§ Action item:
Below are the records; restate all of them exactly.
<<<<
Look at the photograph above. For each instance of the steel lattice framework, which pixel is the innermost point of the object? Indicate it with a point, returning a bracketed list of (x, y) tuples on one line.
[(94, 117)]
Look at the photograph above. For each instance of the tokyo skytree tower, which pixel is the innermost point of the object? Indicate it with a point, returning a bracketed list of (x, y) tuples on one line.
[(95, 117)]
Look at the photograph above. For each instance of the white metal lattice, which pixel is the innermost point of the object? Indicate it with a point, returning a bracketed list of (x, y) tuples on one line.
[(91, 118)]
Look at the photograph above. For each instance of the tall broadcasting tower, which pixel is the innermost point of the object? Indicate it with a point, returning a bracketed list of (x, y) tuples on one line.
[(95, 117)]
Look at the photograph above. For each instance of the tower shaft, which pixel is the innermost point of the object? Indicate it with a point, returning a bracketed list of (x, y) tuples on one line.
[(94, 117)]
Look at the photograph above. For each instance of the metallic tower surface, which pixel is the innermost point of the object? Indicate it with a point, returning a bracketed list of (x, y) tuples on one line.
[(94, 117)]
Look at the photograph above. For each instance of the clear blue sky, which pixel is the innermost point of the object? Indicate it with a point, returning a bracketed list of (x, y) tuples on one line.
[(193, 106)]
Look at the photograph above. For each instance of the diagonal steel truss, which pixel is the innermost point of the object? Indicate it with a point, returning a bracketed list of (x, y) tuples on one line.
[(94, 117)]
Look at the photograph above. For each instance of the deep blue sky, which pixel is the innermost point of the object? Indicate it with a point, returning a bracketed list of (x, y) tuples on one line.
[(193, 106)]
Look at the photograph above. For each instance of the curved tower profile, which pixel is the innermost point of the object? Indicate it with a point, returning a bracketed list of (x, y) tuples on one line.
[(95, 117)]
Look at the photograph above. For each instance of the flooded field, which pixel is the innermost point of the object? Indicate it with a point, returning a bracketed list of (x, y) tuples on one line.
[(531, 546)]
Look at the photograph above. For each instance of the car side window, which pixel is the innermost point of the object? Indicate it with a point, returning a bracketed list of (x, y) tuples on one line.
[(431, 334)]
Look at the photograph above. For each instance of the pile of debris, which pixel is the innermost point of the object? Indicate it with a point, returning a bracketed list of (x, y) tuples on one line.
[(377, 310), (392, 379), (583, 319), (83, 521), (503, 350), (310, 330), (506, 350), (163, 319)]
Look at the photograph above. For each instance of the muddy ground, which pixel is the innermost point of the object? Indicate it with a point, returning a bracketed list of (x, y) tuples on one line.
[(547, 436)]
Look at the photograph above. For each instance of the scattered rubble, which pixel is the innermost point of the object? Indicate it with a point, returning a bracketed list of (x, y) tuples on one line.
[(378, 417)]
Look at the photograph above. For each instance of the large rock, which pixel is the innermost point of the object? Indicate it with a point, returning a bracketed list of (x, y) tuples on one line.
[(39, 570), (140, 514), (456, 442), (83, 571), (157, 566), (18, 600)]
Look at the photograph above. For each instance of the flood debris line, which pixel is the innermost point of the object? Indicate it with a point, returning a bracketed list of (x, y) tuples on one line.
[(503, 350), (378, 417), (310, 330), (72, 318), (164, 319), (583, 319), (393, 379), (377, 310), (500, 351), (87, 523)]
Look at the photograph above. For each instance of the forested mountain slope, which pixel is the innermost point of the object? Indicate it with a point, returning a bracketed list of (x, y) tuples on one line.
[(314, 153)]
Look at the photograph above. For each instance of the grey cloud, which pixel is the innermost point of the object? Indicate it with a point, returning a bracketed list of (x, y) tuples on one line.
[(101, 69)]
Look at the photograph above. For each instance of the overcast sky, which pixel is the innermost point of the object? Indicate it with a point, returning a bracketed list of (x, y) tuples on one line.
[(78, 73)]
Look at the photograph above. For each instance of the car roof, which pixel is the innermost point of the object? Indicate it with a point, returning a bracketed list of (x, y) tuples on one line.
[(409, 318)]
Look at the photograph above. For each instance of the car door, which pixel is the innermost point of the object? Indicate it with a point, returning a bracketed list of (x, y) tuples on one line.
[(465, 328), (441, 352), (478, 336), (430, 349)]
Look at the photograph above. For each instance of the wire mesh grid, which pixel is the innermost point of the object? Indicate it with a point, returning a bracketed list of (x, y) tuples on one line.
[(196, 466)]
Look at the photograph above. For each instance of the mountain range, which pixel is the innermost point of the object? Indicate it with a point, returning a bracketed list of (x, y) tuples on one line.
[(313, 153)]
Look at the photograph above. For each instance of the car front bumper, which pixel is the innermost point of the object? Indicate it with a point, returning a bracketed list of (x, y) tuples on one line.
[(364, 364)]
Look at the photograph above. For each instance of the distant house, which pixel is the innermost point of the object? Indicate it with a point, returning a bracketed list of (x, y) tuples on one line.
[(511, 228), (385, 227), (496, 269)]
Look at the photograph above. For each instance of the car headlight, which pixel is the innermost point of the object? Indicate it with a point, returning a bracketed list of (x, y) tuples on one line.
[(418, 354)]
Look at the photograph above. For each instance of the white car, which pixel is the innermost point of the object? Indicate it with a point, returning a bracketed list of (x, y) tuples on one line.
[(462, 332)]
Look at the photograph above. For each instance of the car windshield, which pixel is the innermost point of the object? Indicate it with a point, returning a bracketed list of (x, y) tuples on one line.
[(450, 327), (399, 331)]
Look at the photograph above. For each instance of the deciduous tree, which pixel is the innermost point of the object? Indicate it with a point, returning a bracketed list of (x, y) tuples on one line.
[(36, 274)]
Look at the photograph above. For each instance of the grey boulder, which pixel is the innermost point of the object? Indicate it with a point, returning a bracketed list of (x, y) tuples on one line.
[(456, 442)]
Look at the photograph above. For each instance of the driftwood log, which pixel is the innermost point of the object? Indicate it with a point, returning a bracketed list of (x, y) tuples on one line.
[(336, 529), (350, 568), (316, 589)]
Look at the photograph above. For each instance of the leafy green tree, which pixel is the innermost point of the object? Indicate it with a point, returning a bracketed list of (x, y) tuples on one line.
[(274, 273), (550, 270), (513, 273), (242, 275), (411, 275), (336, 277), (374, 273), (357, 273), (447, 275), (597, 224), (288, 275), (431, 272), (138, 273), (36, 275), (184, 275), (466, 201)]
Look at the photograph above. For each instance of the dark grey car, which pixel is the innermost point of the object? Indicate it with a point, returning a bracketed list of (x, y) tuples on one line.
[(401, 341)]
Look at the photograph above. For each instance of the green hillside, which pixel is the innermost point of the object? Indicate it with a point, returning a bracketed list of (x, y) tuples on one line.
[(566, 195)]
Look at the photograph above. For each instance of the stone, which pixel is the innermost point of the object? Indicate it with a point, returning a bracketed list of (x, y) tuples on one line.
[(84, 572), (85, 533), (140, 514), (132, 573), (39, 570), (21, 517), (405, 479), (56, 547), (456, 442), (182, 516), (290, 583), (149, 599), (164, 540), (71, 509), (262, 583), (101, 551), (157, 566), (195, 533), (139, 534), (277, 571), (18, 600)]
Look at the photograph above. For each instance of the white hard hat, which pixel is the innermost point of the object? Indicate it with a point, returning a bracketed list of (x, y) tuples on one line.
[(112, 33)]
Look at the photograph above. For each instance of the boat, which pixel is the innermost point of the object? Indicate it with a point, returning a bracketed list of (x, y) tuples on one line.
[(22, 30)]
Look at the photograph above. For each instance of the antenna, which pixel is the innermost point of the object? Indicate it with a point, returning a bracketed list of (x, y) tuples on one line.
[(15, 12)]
>>>>
§ Your solution:
Look at the photograph above. For each instance of the steel lattice framework, which pixel is the innermost point of the object? Indicate it with a point, returning a bracketed list of (x, y) tuples on one line.
[(94, 117)]
Look at the photograph above. For each instance of the tokyo skytree tower, which pixel is the innermost point of the object? Indicate it with a point, returning a bracketed list of (x, y) tuples on one line.
[(95, 117)]
Look at the photograph above. For each instance of the white metal lattice, which pixel is the innermost point of the object? Indicate it with a point, returning a bracketed list of (x, y) tuples on one line.
[(91, 118)]
Look at the photograph above. For each instance of the tall broadcasting tower, which pixel is the innermost point of the object? Indicate it with a point, returning a bracketed list of (x, y) tuples on one line.
[(95, 117)]
Look at the photograph above. For each instance of the tower shaft, which pixel is the innermost point of the object? Indicate it with a point, returning a bracketed list of (x, y) tuples on one line.
[(94, 117)]
Look at the photograph above. For each instance of the metallic tower surface, which pixel is the innermost point of the object? Indicate it with a point, returning a bracketed list of (x, y) tuples on one line.
[(94, 117)]
Look at the photograph above. For each instance of the clear blue sky, which pixel is the innermost point of the object? Indicate it with a point, returning a bracketed list of (x, y) tuples on one line.
[(193, 106)]
Look at the photograph above. For each instance of the diagonal steel truss, which pixel is the innermost point of the object? Indicate it with a point, returning a bracketed list of (x, y) tuples on one line.
[(94, 117)]
Look at the photograph above. For each instance of the deep blue sky, which pixel is the innermost point of the object? Indicate it with a point, returning a bracketed list of (x, y) tuples on one line.
[(193, 106)]
Look at the photograph above. For each instance of the curved tower profile, which pixel is the innermost point of the object? Indicate it with a point, returning a bracketed list of (x, y) tuples on one line.
[(95, 117)]
Look at the photograph above. For each instance of the flooded field, which pixel is the innermost point of the object? Indicate it with a point, returning a bracketed list of (x, y) tuples on one line.
[(531, 546)]
Look at the photograph above. For each instance of the car side window, which pixel is the innermost point of the object? Indicate it with a point, returning a bracketed list of (x, y) tuples on one line.
[(431, 334)]
Look at the photograph above. For each instance of the pile of debris, which pixel is the innermost point of the object? Indicate it with a point, returning a bracketed list of (x, y) tuples on one line.
[(377, 310), (392, 379), (583, 319), (83, 521), (503, 350), (310, 330), (506, 350), (163, 319)]
Look at the photograph above. For each instance of the muddy ground, which pixel is the innermost point of the object? Indicate it with a point, returning a bracketed list of (x, y) tuples on one line.
[(547, 436)]
Look at the photograph above. For each instance of the scattered rubble, which pixel is the innermost point of the object? Indicate it with a point, returning a bracketed list of (x, y) tuples on one line.
[(378, 417)]
Look at the photograph above. For each instance of the large rock, which pixel is the innermost point of the object? Indicate it with a point, returning a bracketed list of (x, y) tuples on one line.
[(39, 570), (140, 514), (456, 442), (83, 571), (157, 566), (18, 600)]
Look at the photograph above. For each instance of the flood debris line, which pixel is the innermost point of the object? Indicate it with a point, returning a bracketed list of (x, y) tuples on one line.
[(503, 350), (378, 417), (310, 330), (72, 318), (164, 319), (583, 319), (393, 379), (377, 310), (500, 351), (87, 523)]
Look at the photograph above. For each instance of the forested mountain slope, which pixel is the innermost point of the object? Indicate it with a point, returning a bracketed list of (x, y) tuples on one line.
[(314, 153)]
Look at the photograph above. For each instance of the grey cloud, which pixel is the innermost point of the object? Indicate it with a point, returning a bracketed list of (x, y) tuples on one line.
[(101, 69)]
Look at the photograph above. For each instance of the overcast sky, which pixel is the innermost point of the object? Indicate it with a point, returning a bracketed list of (x, y) tuples on one line.
[(78, 73)]
Look at the photograph above. For each instance of the car roof, which pixel is the innermost point of the object? Indicate it with a point, returning a bracketed list of (x, y) tuples on one line.
[(409, 318)]
Look at the photograph above. For each instance of the car door, which pixel is the innermost point of the object? Indicate it with a point, returning a bracketed list of (x, y) tuples on one line.
[(465, 328), (441, 352), (478, 336), (430, 349)]
Look at the photograph above. For each instance of the wire mesh grid, which pixel is the innermost point of the object? Indicate it with a point, returning a bracketed list of (x, y) tuples on one line.
[(196, 466)]
Look at the photograph above. For each instance of the mountain range, which pixel is the innermost point of the object? Indicate it with a point, returning a bracketed list of (x, y) tuples on one line.
[(313, 153)]
Look at the photograph above. For each instance of the car front bumper, which pixel is the innermost point of the object? Indicate it with a point, returning a bracketed list of (x, y) tuples on one line.
[(364, 364)]
Look at the photograph above. For each instance of the distant house, which pixel is the innermost point of the object? Indicate it with a point, returning a bracketed list of (x, y) tuples on one line.
[(511, 228), (385, 227), (496, 269)]
Look at the photograph above. For each instance of the car headlight, which pixel is the innermost point of the object? Indicate it with a point, returning a bracketed list of (x, y) tuples on one line.
[(418, 354)]
Look at the photograph above. For each instance of the white car, which pixel is the innermost point of the object? Indicate it with a point, returning a bracketed list of (x, y) tuples on one line.
[(462, 332)]
Look at the photograph above. For each instance of the car windshield, which pixel is the innermost point of the object? Indicate it with a point, returning a bracketed list of (x, y) tuples on one line.
[(450, 327), (399, 331)]
Look at the photograph above. For each instance of the deciduous tree, which pixel is the innermost point of the object? Indicate it with a point, returning a bracketed list of (x, y) tuples on one line.
[(36, 274)]
Look at the photograph above. For each instance of the grey boulder, which pixel is the innermost point of the object? Indicate it with a point, returning a bracketed list of (x, y) tuples on one line.
[(456, 442)]
Look at the photograph above. For each instance of the driftwood log, which pixel is the innermost point of the object? Indicate it with a point, returning a bracketed list of (x, y) tuples on one line.
[(336, 529), (350, 568), (316, 589)]
Look at the photograph above. For each instance of the leafy green tree, which pixel is the innermost point of the object? Indicate it with a point, returning a bracketed list of (x, y) tuples on one line.
[(274, 273), (550, 270), (513, 273), (242, 275), (411, 275), (336, 277), (374, 273), (357, 273), (447, 275), (597, 224), (288, 275), (431, 272), (138, 273), (36, 275), (184, 275), (466, 201)]
Look at the photograph above. For each instance of the dark grey car, which pixel is the innermost point of the object? Indicate it with a point, returning a bracketed list of (x, y) tuples on one line.
[(401, 341)]
Look at the photograph above. For each instance of the green hillside, which pixel is the innermost point of the object? Indicate it with a point, returning a bracketed list of (x, y) tuples on one line.
[(566, 195)]
Look at the photograph above. For each instance of the stone, which pixel is the innermost point of the object? Indicate it with a point, returning a bracketed list of (x, y) tuples on one line.
[(84, 572), (85, 533), (140, 514), (132, 573), (39, 570), (21, 517), (405, 479), (56, 547), (456, 442), (182, 516), (290, 583), (149, 599), (164, 540), (71, 509), (262, 583), (101, 551), (157, 566), (195, 533), (139, 534), (277, 571), (18, 600)]
Look at the photograph above. For each instance of the white hard hat, which pixel is the innermost point of the object? Indicate it with a point, returning a bracketed list of (x, y) tuples on one line.
[(112, 33)]
Look at the photograph above. For each instance of the boat, which pixel is the innermost point of the object? Indicate it with a point, returning a bracketed list of (x, y) tuples on one line.
[(22, 30)]
Look at the photograph above. For each instance of the antenna, which pixel is the innermost point of the object? Indicate it with a point, returning a bracketed list of (x, y) tuples on one line.
[(15, 12)]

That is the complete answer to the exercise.